◆ **Your assignment**: With pictures omitted, restate the data word for word.

= = = =

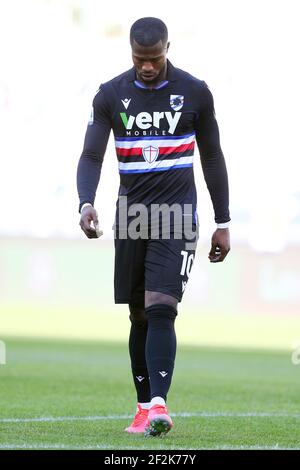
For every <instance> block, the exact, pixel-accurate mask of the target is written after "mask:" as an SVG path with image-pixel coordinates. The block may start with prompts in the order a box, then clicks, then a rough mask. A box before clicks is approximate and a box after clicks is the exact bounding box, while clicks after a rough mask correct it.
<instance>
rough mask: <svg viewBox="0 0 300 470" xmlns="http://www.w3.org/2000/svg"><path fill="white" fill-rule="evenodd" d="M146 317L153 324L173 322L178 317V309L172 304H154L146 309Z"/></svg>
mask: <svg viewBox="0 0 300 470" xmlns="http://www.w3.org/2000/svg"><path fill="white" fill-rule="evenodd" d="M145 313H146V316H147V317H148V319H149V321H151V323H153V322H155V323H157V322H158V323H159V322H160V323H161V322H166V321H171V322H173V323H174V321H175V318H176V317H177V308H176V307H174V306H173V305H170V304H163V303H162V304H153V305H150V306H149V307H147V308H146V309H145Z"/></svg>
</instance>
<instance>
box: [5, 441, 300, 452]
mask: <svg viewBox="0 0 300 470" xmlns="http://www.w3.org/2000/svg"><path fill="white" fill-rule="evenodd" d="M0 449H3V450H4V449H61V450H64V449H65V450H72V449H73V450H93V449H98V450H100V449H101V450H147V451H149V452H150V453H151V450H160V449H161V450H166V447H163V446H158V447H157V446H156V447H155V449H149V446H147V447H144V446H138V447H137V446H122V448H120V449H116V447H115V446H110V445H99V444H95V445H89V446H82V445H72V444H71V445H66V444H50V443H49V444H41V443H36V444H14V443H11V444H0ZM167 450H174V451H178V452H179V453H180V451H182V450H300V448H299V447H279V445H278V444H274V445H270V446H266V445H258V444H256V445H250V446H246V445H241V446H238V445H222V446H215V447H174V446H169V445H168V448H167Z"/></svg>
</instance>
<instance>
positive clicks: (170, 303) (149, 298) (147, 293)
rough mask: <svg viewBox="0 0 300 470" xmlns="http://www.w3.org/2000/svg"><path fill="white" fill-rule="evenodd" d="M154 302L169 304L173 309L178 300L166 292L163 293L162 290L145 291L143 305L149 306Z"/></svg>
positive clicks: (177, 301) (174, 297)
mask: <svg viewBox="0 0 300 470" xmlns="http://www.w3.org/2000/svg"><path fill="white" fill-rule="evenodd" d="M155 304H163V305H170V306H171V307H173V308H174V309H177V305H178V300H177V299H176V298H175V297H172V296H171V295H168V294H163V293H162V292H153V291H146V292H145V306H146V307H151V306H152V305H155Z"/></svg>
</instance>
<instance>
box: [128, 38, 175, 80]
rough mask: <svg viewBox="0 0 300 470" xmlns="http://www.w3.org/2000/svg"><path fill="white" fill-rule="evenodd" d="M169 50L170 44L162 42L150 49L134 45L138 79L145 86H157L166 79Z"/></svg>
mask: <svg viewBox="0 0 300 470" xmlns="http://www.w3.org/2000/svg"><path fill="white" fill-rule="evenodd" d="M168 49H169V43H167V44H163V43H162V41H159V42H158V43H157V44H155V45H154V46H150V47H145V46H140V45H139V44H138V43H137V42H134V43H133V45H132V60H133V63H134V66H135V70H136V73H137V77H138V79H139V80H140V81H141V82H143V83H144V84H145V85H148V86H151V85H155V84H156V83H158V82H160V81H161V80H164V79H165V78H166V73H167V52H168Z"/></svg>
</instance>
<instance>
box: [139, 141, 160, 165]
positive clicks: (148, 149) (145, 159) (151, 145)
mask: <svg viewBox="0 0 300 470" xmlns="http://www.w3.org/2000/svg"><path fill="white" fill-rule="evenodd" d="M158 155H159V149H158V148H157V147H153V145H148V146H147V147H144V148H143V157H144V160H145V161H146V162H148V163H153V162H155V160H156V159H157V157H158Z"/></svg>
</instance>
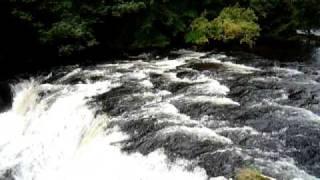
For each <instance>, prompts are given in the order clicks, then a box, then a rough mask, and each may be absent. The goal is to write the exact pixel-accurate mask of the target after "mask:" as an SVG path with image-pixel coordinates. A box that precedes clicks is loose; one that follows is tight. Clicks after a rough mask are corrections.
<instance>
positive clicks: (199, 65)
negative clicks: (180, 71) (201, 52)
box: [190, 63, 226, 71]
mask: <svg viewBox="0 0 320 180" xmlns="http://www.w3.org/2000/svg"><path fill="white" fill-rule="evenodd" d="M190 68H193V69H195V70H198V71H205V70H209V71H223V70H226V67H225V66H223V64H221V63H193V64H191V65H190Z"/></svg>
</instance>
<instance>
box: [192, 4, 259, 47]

= = = =

◆ **Expected answer**:
For every <instance> block, the exact, pixel-accurate mask of the target is written after "mask:" as an SVG path with image-pixel coordinates. The block may start with prompts in the order a box, then clicks, then a rough mask. A box before clicks is approximate and a box after clicks is the exact bounding box, while clicks after a rough mask correct it.
<instance>
rough mask: <svg viewBox="0 0 300 470" xmlns="http://www.w3.org/2000/svg"><path fill="white" fill-rule="evenodd" d="M146 317L153 324L173 322L178 317V309L172 304H154L146 309Z"/></svg>
mask: <svg viewBox="0 0 300 470" xmlns="http://www.w3.org/2000/svg"><path fill="white" fill-rule="evenodd" d="M145 313H146V316H147V317H148V319H149V321H151V323H153V322H155V323H157V322H158V323H159V322H160V323H161V322H166V321H171V322H173V323H174V321H175V318H176V317H177V308H176V307H174V306H173V305H170V304H163V303H162V304H153V305H150V306H149V307H147V308H146V309H145Z"/></svg>
</instance>
<instance>
box: [5, 441, 300, 452]
mask: <svg viewBox="0 0 300 470" xmlns="http://www.w3.org/2000/svg"><path fill="white" fill-rule="evenodd" d="M0 449H3V450H4V449H61V450H64V449H65V450H72V449H73V450H93V449H98V450H100V449H101V450H147V451H149V452H150V453H151V450H160V449H161V450H166V447H163V446H158V447H157V446H156V447H155V449H149V446H147V447H144V446H138V447H137V446H122V448H120V449H116V447H115V446H110V445H99V444H95V445H89V446H82V445H72V444H71V445H66V444H50V443H49V444H41V443H36V444H14V443H11V444H0ZM167 450H174V451H178V452H179V453H180V451H182V450H300V448H299V447H279V445H278V444H274V445H270V446H266V445H258V444H256V445H250V446H246V445H241V446H238V445H222V446H215V447H174V446H169V445H168V448H167Z"/></svg>
</instance>
<instance>
positive clicks: (170, 303) (149, 298) (147, 293)
rough mask: <svg viewBox="0 0 300 470" xmlns="http://www.w3.org/2000/svg"><path fill="white" fill-rule="evenodd" d="M154 302L169 304L173 309L178 300L166 292L163 293L162 290L145 291L143 305L149 306Z"/></svg>
positive clicks: (177, 301) (174, 297)
mask: <svg viewBox="0 0 300 470" xmlns="http://www.w3.org/2000/svg"><path fill="white" fill-rule="evenodd" d="M155 304H163V305H170V306H171V307H173V308H174V309H177V305H178V300H177V299H176V298H175V297H172V296H171V295H168V294H163V293H162V292H153V291H146V292H145V306H146V307H151V306H152V305H155Z"/></svg>
</instance>
<instance>
box: [128, 38, 175, 80]
rough mask: <svg viewBox="0 0 300 470" xmlns="http://www.w3.org/2000/svg"><path fill="white" fill-rule="evenodd" d="M169 50L170 44L162 42L150 49L134 45L138 79L145 86H157L166 79Z"/></svg>
mask: <svg viewBox="0 0 300 470" xmlns="http://www.w3.org/2000/svg"><path fill="white" fill-rule="evenodd" d="M168 49H169V43H167V44H163V43H162V41H159V42H158V43H157V44H155V45H154V46H150V47H145V46H140V45H139V44H138V43H137V42H134V43H133V45H132V60H133V63H134V66H135V70H136V73H137V77H138V79H139V80H140V81H141V82H143V83H144V84H145V85H148V86H151V85H155V84H156V83H158V82H160V81H161V80H164V79H165V78H166V73H167V52H168Z"/></svg>
</instance>
<instance>
box: [139, 141, 160, 165]
positive clicks: (148, 149) (145, 159) (151, 145)
mask: <svg viewBox="0 0 300 470" xmlns="http://www.w3.org/2000/svg"><path fill="white" fill-rule="evenodd" d="M158 155H159V149H158V148H157V147H153V145H148V146H147V147H144V148H143V157H144V160H145V161H146V162H148V163H153V162H155V160H156V159H157V157H158Z"/></svg>
</instance>
For each <instance>, prompts are given in the order clicks, then a box, then a rough mask, and each may be absent. The goal is to write the exact pixel-accurate mask of the target after "mask:" as an SVG path with image-pixel coordinates. A box that precedes clicks is loose; one that follows is tight. Clicks after a rough mask are corrections.
<instance>
positive clicks: (199, 65)
negative clicks: (180, 71) (201, 52)
box: [190, 63, 226, 71]
mask: <svg viewBox="0 0 320 180" xmlns="http://www.w3.org/2000/svg"><path fill="white" fill-rule="evenodd" d="M190 68H193V69H195V70H198V71H205V70H209V71H223V70H226V67H225V66H223V64H221V63H193V64H191V65H190Z"/></svg>
</instance>
<instance>
box: [192, 4, 259, 47]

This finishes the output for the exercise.